» Objective A: Reproduce the records from the line holding "Teacher note: locate the sky" through the end of the records, inclusive, changing "sky" to "horizon" and keeping everything else unchanged.

» Supplied text:
After I graduated I began teaching at ISA as part of my Social Service. During that time I organized another solo show: Flashback in Galería Habana. I used a multitude of media: installation, drawing, light box, and sculpture. The main achievement was my first installation using thread, which impressed the visitors.

I had spent time investigating how to knit thread sculptures and built a representation of two cattle jaws facing each other, as in a dialogue. I managed to hold the figures in space using guiding lines traced with the threads themselves. At that moment I still hadn’t succeeded in highlighting the figures, so one saw a white framework in which the jaws were stretched. I added an art video which was displayed by a television positioned inside the installation. It contained six or seven video fragments, edited at different rhythms so that the image disappeared and reappeared intermittently. It was like a conversation with spaces of silence and more or less intense dialogues. The video was a necessary complement with which I continued to work afterwards, and as the technology advanced I projected it directly onto the thread pieces.

Between Flashback and Memory Stick I presented the solo show Espectador (Spectator, 2006) in Galería Servando, where I improved the technique of thread sculptures. That same year I was invited to the official show-case of the Ninth Havana Biennial, where I built the installation Bungalow in the moat at La Cabaña. With it I experimented taking this type of thread piece to a large scale and to the exteriors.

The three- dimensional drawing work had reached a good degree of maturity. I had already created natural, architectural and mechanical figures. Then I decided to reconstruct scenes from photos of my family. The showcase consisted of paintings and three knitted installations; two of them reintroduced video.

By that time I had already found the way of highlighting the drawing on the guiding lines using ultraviolet light that, when reacting with the white thread, allowed a perfect view of the silhouette. As to the production, it was an exhibition that had everything. I was able to paint the gallery in black to create the adequate environment in which to show the illu-minated pieces for the first time, and finally achieve the holographic effect I wanted for my works. Memory Stick also broke with the normal exhibition hours in Havana, since the showcase remained lit after closing hours and could be seen all night long through the display windows of the gallery. I hung black curtains to keep the halls dark during daytime and allow the sight of the pieces when opening them at night. Thus, it would not only have a more “spectacular” character seen from many angles of the crowded corner of 23rd and 12th, but it attracted all sorts of people.

The attendance was a complete success and set the basis for my next project at the Tenth Havana Biennial (2009), Caja negra (Black Box). The representation of a full scale F22 Raptor military aircraft was the opportunity to challenge this technique in an open, exterior and public space for a month.

History and memory appear as constant elements in your artistic projection, particularly in recent years. Does that have to do with your personal identity, with the concerns of your generation, or with the distinctive ups and downs of your country?

In recent years I have put special emphasis on these two topics within my work, which have been developing since Flashback in 2004.

» Objective B: Which titled shows, installations, and projects does the interview excerpt name? List all of them.

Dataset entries

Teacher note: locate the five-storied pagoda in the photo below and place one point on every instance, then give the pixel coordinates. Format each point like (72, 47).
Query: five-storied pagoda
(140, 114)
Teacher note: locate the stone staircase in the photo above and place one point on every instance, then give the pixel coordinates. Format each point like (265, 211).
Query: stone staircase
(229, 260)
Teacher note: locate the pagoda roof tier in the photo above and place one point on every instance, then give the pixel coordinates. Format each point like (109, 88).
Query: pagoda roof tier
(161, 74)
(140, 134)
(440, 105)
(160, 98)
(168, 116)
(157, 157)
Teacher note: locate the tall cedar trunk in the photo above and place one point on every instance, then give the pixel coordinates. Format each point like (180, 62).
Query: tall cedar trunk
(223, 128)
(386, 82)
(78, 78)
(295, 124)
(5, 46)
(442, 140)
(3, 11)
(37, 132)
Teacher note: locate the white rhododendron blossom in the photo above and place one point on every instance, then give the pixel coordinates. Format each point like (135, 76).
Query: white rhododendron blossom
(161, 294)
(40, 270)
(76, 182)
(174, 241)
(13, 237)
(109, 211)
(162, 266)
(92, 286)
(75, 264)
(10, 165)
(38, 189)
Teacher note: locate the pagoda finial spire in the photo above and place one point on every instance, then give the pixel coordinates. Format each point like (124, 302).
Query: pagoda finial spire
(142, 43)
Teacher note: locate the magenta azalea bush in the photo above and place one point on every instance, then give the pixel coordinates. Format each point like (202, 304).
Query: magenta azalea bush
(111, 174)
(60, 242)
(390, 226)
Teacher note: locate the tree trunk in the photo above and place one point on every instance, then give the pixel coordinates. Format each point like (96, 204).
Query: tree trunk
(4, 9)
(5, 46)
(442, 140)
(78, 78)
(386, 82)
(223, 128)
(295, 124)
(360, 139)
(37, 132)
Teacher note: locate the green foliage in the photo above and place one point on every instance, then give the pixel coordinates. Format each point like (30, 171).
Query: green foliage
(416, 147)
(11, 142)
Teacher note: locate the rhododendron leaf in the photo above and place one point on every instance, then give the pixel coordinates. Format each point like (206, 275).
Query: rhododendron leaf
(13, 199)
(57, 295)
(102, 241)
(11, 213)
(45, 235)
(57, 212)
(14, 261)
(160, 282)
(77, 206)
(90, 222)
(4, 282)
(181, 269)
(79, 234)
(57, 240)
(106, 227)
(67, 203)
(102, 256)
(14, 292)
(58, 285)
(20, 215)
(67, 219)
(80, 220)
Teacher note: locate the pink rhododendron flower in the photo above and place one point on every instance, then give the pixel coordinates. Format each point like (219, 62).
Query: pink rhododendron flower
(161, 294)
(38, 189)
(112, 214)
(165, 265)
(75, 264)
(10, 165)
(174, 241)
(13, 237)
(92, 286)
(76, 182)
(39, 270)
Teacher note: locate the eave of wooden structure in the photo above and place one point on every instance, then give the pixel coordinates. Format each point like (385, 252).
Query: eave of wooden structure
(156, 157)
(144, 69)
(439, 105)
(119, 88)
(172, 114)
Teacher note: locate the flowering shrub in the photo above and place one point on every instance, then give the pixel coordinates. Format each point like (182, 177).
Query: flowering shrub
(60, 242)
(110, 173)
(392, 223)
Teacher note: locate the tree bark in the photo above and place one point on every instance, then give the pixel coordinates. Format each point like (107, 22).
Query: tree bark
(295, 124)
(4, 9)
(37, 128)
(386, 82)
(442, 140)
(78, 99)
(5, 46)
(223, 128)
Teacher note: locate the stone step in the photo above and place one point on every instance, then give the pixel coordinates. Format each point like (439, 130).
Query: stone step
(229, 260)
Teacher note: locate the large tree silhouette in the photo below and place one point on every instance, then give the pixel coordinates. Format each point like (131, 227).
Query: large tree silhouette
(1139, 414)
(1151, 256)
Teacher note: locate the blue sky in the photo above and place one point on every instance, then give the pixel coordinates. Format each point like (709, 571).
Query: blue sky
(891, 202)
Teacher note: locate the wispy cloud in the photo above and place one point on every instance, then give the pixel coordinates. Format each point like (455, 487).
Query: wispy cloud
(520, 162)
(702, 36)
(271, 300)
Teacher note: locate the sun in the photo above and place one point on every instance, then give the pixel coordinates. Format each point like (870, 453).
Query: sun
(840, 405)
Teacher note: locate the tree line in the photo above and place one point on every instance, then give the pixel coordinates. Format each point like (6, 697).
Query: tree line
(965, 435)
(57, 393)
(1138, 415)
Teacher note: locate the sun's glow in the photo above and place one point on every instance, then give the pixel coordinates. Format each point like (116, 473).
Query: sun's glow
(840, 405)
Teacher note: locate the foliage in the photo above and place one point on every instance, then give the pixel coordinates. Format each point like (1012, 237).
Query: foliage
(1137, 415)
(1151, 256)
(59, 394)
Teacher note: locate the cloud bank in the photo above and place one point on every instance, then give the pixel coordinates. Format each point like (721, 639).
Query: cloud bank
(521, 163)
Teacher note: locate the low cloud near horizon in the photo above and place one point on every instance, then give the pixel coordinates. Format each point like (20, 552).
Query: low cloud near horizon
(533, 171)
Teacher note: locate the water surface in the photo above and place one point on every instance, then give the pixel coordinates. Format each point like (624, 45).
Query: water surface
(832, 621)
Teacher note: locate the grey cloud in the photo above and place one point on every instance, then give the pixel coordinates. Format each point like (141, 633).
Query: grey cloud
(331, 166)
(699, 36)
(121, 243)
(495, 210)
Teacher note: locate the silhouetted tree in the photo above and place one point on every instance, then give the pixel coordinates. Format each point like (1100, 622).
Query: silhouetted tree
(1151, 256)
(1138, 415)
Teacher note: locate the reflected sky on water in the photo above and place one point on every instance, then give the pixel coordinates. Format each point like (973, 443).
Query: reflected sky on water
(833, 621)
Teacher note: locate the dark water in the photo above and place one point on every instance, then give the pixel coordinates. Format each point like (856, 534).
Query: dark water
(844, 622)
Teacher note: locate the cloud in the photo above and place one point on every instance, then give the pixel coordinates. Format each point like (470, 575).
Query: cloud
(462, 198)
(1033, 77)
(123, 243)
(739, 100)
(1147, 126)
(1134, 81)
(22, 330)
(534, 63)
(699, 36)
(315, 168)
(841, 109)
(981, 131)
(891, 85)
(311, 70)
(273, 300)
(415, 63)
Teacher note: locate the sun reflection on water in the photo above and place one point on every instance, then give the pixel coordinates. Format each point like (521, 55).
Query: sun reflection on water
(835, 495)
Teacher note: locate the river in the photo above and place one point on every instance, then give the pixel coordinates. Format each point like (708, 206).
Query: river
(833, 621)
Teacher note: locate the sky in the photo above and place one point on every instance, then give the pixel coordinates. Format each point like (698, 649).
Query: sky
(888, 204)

» Response A:
Teacher note: locate the horizon in the photo above and place one point on every instance, then give the pixel coordinates. Format each point like (698, 649).
Query: horizon
(888, 204)

» Response B:
- Flashback
- Espectador (Spectator)
- Bungalow
- Memory Stick
- Caja negra (Black Box)